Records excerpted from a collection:
○ ○ ○
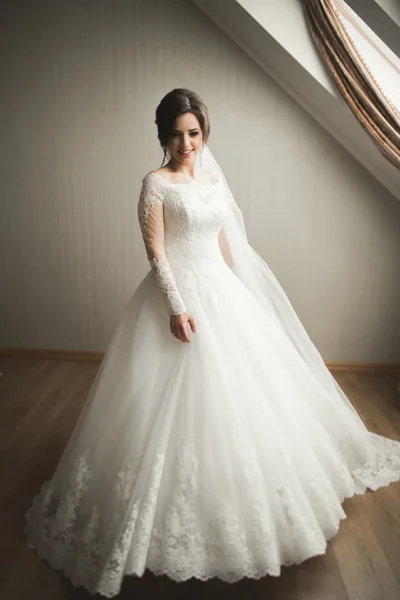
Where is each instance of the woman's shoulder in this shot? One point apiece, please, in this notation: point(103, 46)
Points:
point(164, 175)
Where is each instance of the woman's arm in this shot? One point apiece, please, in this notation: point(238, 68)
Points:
point(225, 248)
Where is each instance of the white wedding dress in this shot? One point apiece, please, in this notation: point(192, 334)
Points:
point(220, 457)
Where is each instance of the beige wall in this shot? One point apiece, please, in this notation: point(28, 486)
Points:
point(80, 83)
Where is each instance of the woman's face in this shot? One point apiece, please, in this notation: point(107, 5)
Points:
point(186, 139)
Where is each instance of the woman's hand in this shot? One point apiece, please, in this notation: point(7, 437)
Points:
point(178, 326)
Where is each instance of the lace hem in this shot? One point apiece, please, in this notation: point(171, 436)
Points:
point(97, 554)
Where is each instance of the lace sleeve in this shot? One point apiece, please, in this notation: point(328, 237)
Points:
point(151, 220)
point(225, 249)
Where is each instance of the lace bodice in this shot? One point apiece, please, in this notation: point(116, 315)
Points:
point(182, 229)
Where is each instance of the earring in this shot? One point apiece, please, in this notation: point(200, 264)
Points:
point(165, 154)
point(200, 155)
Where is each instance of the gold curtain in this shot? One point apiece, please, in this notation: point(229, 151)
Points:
point(365, 97)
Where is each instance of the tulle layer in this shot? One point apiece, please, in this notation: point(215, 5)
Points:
point(224, 457)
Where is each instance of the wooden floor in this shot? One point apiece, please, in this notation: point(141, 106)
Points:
point(40, 403)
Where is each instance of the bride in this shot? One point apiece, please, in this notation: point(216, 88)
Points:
point(214, 441)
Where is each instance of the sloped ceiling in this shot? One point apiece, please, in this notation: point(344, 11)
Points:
point(274, 33)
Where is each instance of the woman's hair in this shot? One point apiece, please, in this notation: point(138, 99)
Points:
point(178, 102)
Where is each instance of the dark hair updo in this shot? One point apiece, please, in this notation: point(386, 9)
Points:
point(178, 102)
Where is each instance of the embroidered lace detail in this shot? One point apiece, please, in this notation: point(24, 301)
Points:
point(196, 535)
point(150, 214)
point(180, 225)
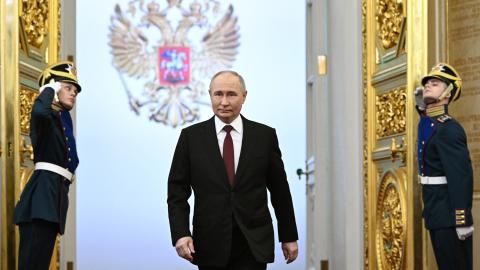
○ ○ ○
§ **PROBLEM DESCRIPTION**
Lines above containing "hair": give their number only.

§ **ANSWER TO THIS EXERCISE**
2